Put every line of the items below into a Markdown table with two columns, Row and Line. Number the rows in order and leave out blank lines.

========

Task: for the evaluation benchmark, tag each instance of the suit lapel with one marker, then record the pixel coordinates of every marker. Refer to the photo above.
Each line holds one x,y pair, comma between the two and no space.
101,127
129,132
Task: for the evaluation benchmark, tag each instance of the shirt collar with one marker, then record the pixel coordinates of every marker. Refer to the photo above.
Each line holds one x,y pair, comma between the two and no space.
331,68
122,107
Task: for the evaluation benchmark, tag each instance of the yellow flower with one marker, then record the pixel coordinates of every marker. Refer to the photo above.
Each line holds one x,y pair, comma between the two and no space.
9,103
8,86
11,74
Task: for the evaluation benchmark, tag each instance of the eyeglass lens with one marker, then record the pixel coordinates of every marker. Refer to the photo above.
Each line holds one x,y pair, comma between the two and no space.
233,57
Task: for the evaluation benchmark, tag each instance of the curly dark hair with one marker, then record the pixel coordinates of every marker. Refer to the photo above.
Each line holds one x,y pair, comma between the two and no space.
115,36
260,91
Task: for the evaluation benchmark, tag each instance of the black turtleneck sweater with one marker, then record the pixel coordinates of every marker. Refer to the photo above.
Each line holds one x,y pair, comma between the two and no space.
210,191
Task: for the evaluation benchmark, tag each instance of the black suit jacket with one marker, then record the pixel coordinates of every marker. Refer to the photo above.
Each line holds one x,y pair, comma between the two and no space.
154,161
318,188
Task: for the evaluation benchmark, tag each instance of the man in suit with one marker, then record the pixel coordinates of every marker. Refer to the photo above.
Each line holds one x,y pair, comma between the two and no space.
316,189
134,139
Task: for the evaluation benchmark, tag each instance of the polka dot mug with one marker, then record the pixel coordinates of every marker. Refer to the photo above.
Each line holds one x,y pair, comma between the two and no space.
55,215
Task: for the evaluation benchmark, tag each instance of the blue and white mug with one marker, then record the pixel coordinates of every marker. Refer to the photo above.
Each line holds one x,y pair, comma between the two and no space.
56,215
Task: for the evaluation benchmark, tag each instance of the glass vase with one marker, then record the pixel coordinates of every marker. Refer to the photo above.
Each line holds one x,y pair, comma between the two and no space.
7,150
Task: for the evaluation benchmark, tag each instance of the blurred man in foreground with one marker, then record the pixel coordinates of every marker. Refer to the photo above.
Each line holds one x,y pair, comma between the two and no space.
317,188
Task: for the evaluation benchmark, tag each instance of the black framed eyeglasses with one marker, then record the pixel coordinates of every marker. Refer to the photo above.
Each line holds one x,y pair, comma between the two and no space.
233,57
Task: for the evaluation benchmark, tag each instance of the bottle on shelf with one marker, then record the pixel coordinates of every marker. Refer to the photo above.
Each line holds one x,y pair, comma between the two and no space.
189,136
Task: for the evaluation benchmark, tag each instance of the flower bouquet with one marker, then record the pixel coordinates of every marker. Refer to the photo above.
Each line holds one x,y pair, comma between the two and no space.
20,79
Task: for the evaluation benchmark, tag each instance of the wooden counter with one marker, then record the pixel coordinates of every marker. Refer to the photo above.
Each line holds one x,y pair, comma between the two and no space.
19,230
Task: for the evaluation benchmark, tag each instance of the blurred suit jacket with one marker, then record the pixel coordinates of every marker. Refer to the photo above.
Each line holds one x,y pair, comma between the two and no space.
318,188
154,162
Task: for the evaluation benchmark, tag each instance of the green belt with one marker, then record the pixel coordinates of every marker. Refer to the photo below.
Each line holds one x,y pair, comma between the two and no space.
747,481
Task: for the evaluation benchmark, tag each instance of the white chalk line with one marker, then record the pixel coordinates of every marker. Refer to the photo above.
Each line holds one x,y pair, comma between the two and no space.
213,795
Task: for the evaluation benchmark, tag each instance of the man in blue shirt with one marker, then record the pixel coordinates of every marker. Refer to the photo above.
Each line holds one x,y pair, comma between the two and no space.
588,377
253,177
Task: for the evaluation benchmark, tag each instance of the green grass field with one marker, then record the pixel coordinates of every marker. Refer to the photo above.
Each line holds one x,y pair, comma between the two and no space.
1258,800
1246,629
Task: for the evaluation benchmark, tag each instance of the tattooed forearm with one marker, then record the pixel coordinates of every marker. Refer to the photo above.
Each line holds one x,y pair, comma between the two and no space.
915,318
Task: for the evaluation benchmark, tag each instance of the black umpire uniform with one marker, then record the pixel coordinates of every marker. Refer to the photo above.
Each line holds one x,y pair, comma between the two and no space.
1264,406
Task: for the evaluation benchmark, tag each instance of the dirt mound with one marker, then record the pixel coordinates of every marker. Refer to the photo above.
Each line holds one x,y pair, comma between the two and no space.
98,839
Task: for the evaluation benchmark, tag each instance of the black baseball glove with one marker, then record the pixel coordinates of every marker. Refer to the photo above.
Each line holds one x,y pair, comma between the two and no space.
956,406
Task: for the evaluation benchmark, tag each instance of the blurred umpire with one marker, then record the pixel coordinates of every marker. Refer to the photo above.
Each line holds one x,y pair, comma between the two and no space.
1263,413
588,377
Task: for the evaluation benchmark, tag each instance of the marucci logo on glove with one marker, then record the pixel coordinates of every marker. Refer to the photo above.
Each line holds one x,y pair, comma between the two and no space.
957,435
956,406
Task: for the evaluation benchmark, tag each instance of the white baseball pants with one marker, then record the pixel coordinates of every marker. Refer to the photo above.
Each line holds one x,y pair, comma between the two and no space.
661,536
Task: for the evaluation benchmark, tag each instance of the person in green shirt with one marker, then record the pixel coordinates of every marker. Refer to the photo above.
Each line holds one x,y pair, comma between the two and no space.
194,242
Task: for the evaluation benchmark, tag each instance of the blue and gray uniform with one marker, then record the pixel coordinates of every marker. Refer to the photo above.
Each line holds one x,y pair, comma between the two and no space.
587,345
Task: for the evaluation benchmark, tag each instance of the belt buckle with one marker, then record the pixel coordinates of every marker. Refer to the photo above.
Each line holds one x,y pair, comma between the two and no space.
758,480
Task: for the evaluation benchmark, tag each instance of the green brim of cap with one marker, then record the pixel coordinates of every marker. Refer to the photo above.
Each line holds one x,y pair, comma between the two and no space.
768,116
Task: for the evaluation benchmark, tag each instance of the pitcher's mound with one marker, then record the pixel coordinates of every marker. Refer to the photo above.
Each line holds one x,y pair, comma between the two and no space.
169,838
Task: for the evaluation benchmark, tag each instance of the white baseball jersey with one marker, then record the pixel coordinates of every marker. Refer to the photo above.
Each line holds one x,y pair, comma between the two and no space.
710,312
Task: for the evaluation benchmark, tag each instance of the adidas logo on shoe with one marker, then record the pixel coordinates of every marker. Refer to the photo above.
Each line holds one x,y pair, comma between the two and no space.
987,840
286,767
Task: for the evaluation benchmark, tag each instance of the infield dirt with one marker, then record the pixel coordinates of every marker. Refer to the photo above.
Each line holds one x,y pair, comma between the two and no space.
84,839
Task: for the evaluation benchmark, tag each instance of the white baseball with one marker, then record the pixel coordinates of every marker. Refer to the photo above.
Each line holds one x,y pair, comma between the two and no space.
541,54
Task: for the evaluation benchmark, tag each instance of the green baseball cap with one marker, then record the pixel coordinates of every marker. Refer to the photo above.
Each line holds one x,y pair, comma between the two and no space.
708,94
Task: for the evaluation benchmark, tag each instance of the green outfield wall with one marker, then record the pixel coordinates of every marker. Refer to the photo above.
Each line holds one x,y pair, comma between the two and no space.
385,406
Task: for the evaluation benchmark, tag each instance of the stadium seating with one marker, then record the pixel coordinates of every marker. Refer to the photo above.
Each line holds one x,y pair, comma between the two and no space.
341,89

========

### Response
| Row | Line |
|---|---|
| 1 | Task: for the evaluation benchmark, tag each instance of the suit lapel with one marker, then record the pixel coordinates of every marker. Refer to the photo above. |
| 2 | Each line holds one x,y pair, comma between the two and no space. |
| 3 | 101,127 |
| 4 | 129,132 |
| 5 | Task: for the evaluation benchmark, tag each instance of the shirt collar with one marker, then record the pixel coordinates of every marker. Refer to the photo above. |
| 6 | Each line holds one x,y pair, comma between the two and no space. |
| 7 | 331,68 |
| 8 | 122,107 |
| 9 | Task: for the evaluation benchmark, tag each instance of the yellow flower with one marker, then record the pixel coordinates of every marker. Refer to the photo above. |
| 10 | Each line holds one x,y pair, comma between the two and no space. |
| 11 | 9,103 |
| 12 | 8,86 |
| 13 | 11,74 |
| 14 | Task: for the evaluation benchmark, tag each instance of the eyeglass lens with one marker, then record the pixel coordinates of every marker. Refer to the photo above. |
| 15 | Each line holds one x,y pair, comma between the two and no space. |
| 16 | 233,57 |
| 17 | Task: for the evaluation benchmark, tag each instance of the curly dark hair with one marker, then record the pixel coordinates of every marker. Refer to the photo above. |
| 18 | Each line holds one x,y pair, comma between the two and no space. |
| 19 | 115,36 |
| 20 | 260,91 |
| 21 | Task: for the evaluation benchmark, tag each instance of the black turtleneck sweater with one marker, then record the pixel coordinates of every marker. Refer to the photo above. |
| 22 | Each line holds one x,y pair, comma between the two and no space. |
| 23 | 210,191 |
| 24 | Task: for the evaluation benchmark, tag each instance of the black suit jacket with one marker, then record the pixel coordinates of every marker. Refer to the photo above. |
| 25 | Each line holds one x,y pair, comma between the two and no space. |
| 26 | 154,161 |
| 27 | 318,188 |
| 28 | Task: for the evaluation benchmark, tag each instance of the man in suit with one marker, then record the pixel coordinates of every marker. Refer to the photo above. |
| 29 | Each line holds one x,y pair, comma between the two and no space. |
| 30 | 316,189 |
| 31 | 134,139 |
| 32 | Task: for the evaluation benchmark, tag each instance of the polka dot mug with one marker, then record the pixel coordinates of every marker. Refer to the photo above. |
| 33 | Each line holds one x,y pair, comma between the two and no space. |
| 34 | 55,215 |
| 35 | Task: for the evaluation benchmark, tag each instance of the blue and white mug with one marker, then record the pixel coordinates of every marker. Refer to the photo above. |
| 36 | Each line holds one x,y pair, comma between the two and no space. |
| 37 | 56,215 |
| 38 | Task: for the evaluation benchmark, tag each instance of the glass vase with one marker, then record the pixel coordinates of every marker. Refer to the photo above. |
| 39 | Each line holds one x,y pair, comma between the two and no space. |
| 40 | 7,150 |
| 41 | Task: for the evaluation benchmark, tag each instance of the blurred man in foreground with one marker, then record the pixel coordinates of every marker. Refer to the photo above. |
| 42 | Each line holds one x,y pair, comma between the two and no space. |
| 43 | 317,188 |
| 44 | Task: for the evaluation benchmark, tag each instance of the black framed eyeglasses with one marker, then record the pixel coordinates of every marker. Refer to the photo above. |
| 45 | Each line holds one x,y pair, comma between the two and no space. |
| 46 | 233,57 |
| 47 | Task: for the evaluation benchmark, tag each instance of the bottle on shelf with one marker, then record the pixel coordinates of every marker. Refer to the photo above. |
| 48 | Each line holds one x,y pair, comma between the two and no space. |
| 49 | 189,136 |
| 50 | Task: for the evaluation benchmark, tag each instance of the flower bouquet with one marker, then record the pixel coordinates of every marker. Refer to the photo above. |
| 51 | Each line holds one x,y pair, comma between the two and no space. |
| 52 | 20,79 |
| 53 | Task: for the evaluation benchmark, tag each instance of the wooden counter with one marker, then record the pixel coordinates of every marker. Refer to the photo above. |
| 54 | Each line holds one x,y pair, comma between the two and no space. |
| 55 | 19,230 |
| 56 | Task: for the evaluation benchmark, tag each instance of the blurred suit jacket with one marker, then record the pixel coordinates of every marker. Refer to the photo above. |
| 57 | Each line holds one x,y pair, comma between the two and no space. |
| 58 | 318,188 |
| 59 | 154,162 |
| 60 | Task: for the evaluation benchmark, tag each instance of the green belt with one marker, then record the pixel coordinates of every marker. Refer to the photo below. |
| 61 | Each line holds one x,y pair, comma between the two and no space. |
| 62 | 747,481 |
| 63 | Task: for the evaluation benchmark, tag each instance of the white chalk line with one marker, then record the pixel coordinates of every marker. Refer to the photo above. |
| 64 | Each line holds one x,y pair, comma between the two and no space. |
| 65 | 213,795 |
| 66 | Task: for the evaluation benchmark, tag each instance of the man in blue shirt with one marker, then record the pixel coordinates of every marker. Refer to the photo above. |
| 67 | Each line holds one x,y pair, comma between the two and no space. |
| 68 | 588,377 |
| 69 | 253,177 |
| 70 | Task: for the evaluation benchmark, tag each instance of the green grass field with one marker, then record the pixel coordinates of every marker. Refer to the photo above. |
| 71 | Each line holds one x,y pair, comma between the two and no space. |
| 72 | 1258,800 |
| 73 | 1246,629 |
| 74 | Task: for the evaluation benchmark, tag each instance of the tattooed forearm with one marker, then record the pixel coordinates of every marker. Refer to the photo above. |
| 75 | Each line holds one x,y pair, comma between the two and no space. |
| 76 | 915,318 |
| 77 | Task: for the evaluation benchmark, tag each instance of the black umpire uniform with one marker, then record the pixel coordinates of every marker. Refer to the photo above. |
| 78 | Each line holds one x,y pair, comma between the two and no space. |
| 79 | 1264,406 |
| 80 | Task: for the evaluation benchmark, tag each instance of the dirt mound with one marker, then record the pixel coordinates of every marker. Refer to the photo above. |
| 81 | Each line holds one x,y pair, comma between the two and no space. |
| 82 | 98,839 |
| 83 | Task: for the evaluation benchmark, tag each instance of the black baseball glove with one marker, then record the pixel coordinates of every marker. Refer to the photo above. |
| 84 | Each line holds one x,y pair, comma between the two and no space. |
| 85 | 956,406 |
| 86 | Task: for the evaluation benchmark, tag each instance of the blurred umpire with one marker, then record the pixel coordinates of every marker. Refer to the photo above. |
| 87 | Each line holds one x,y pair, comma between the two and no space. |
| 88 | 1263,413 |
| 89 | 588,377 |
| 90 | Task: for the evaluation benchmark, tag each instance of the marucci logo on glove with one marker, then record the pixel coordinates of every marker. Refer to the photo above. |
| 91 | Each line holds one x,y pair, comma between the two and no space. |
| 92 | 957,435 |
| 93 | 956,406 |
| 94 | Task: for the evaluation benchmark, tag each instance of the white baseball pants with one marker, then record the pixel coordinates of every marker. Refer to the photo above. |
| 95 | Each line holds one x,y pair, comma between the two and no space. |
| 96 | 661,536 |
| 97 | Task: for the evaluation benchmark, tag each instance of the person in green shirt with one marker, then record the pixel coordinates of every marker. Refer to the photo above. |
| 98 | Each line holds one x,y pair, comma between the two and no space. |
| 99 | 194,242 |
| 100 | Task: for the evaluation benchmark, tag each instance of the blue and gray uniform with one marker, then record the pixel coordinates of every marker. Refer to the photo above. |
| 101 | Each line holds one x,y pair, comma between the two and no space. |
| 102 | 587,345 |
| 103 | Task: for the evaluation benchmark, tag each instance of the belt buckle with one marker, then record the pixel coordinates of every marker. Refer to the photo above. |
| 104 | Each line holds one x,y pair, comma between the two and no space. |
| 105 | 758,480 |
| 106 | Task: for the evaluation benchmark, tag each instance of the green brim of cap with one marker, then record the pixel coordinates of every marker. Refer to the photo above. |
| 107 | Each line holds one x,y pair, comma between the two and no space. |
| 108 | 768,116 |
| 109 | Task: for the evaluation benchmark, tag each instance of the pitcher's mound with one marker, then record the pixel coordinates of every marker. Refer to the photo above. |
| 110 | Each line holds one x,y pair, comma between the two and no space. |
| 111 | 169,838 |
| 112 | Task: for the evaluation benchmark, tag each instance of the white baseball jersey with one marker, then record the pixel coordinates of every marker. Refer to the photo above. |
| 113 | Each line holds one x,y pair, comma between the two and no space. |
| 114 | 710,312 |
| 115 | Task: for the evaluation benchmark, tag each instance of the adidas logo on shoe with one marker, then record the pixel coordinates of every marker. Refer to the photo above. |
| 116 | Each line holds one x,y pair, comma between the two and no space. |
| 117 | 987,840 |
| 118 | 286,767 |
| 119 | Task: for the evaluation benchmark, tag each instance of the infield dirt with one marker, then record the pixel coordinates of every marker. Refer to the photo above. |
| 120 | Each line holds one x,y pair, comma between the two and no space. |
| 121 | 84,839 |
| 122 | Task: for the evaluation benchmark, tag each instance of the white baseball with one marker, then record the pixel coordinates of every marker. Refer to the photo above. |
| 123 | Each line holds one x,y pair, comma between the two and no space. |
| 124 | 541,54 |
| 125 | Task: for the evaluation benchmark, tag each instance of the green baseball cap with one marker, then record the pixel coordinates of every marker. Refer to the photo above. |
| 126 | Each line holds one x,y pair, comma between the two and no space. |
| 127 | 708,94 |
| 128 | Task: for the evaluation benchmark, tag each instance of the green outfield wall with one marker, then record the pixel coordinates of every marker. Refer to the photo above. |
| 129 | Each line holds one x,y pair, comma between the two and no space. |
| 130 | 385,406 |
| 131 | Task: for the evaluation benchmark, tag each instance of the stadium seating with one marker, then record the pixel coordinates of every marker. Refer to the photo above. |
| 132 | Each line holds one x,y pair, comma between the two and no space. |
| 133 | 341,89 |